▶ _Text provided_
January 1997
Contents
Social Justice
Ross “Rocky” Anderson, who came in second during the recent election to congress, spoke to Humanists of Utah monthly meeting in December. Here is a summary of his remarks:
Our community, like most throughout this country, has several easily identifiable social problems:
- We have far too many homeless, with politicians who engage in demagoguery about “family values” letting the poor die on our streets from exposure to the cold. Many of the homeless are mentally ill and are provided no treatment whatsoever. And all the while, the wealthiest in this country receive housing subsidies in the form of mortgage interest deductions, even for their vacation homes!
- We have an increase in violent crime, with little being done to stop gang violence or the ready access to handguns and assault weapons. Between 1980 and 1990, there was a 79% increase in the number of 10 to 17-year-olds who used firearms to commit murder.
- There are too many who have no access to preventive health care, and who end up in expensive emergency care with acute medical problems. We remain the only major Western nation without a national health insurance program or a system of family health care allowance.

▶ _What this exercise asks_
A: Rewrite the social justice summary from "January 1997" to "their vacation homes!", replacing "homeless" with "unhoused".
B: For each statement, say yes or no according to the social justice summary, and quote the words that decide it. (i) Anderson addressed the Humanists of Utah at their monthly meeting in December. (ii) Anderson won the recent election to congress. (iii) From 1980 to 1990, the number of 10 to 17-year-olds who used firearms to commit murder rose by 79%.
C: According to the social justice summary, in what form do the wealthiest receive housing subsidies?
None of the tasks draws on the listing.

▶ _Information supplied_
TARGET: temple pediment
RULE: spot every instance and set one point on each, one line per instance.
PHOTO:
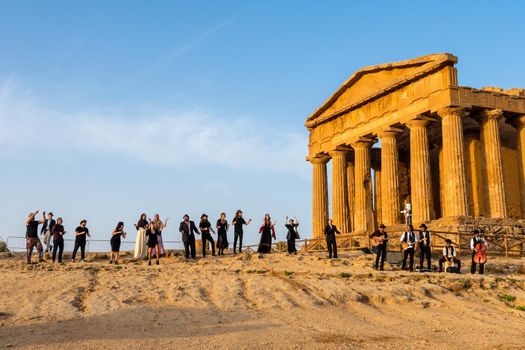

▶ _Solved problems_
A:
January 1997
Contents
Social Justice
Ross “Rocky” Anderson, who came in second during the recent election to congress, spoke to Humanists of Utah monthly meeting in December. Here is a summary of his remarks:
Our community, like most throughout this country, has several easily identifiable social problems:
- We have far too many unhoused, with politicians who engage in demagoguery about “family values” letting the poor die on our streets from exposure to the cold. Many of the unhoused are mentally ill and are provided no treatment whatsoever. And all the while, the wealthiest in this country receive housing subsidies in the form of mortgage interest deductions, even for their vacation homes!

B:
(i) Yes: "spoke to Humanists of Utah monthly meeting in December"
(ii) No: "who came in second during the recent election to congress"
(iii) Yes: "Between 1980 and 1990, there was a 79% increase in the number of 10 to 17-year-olds who used firearms to commit murder."

C: Mortgage interest deductions, even for their vacation homes.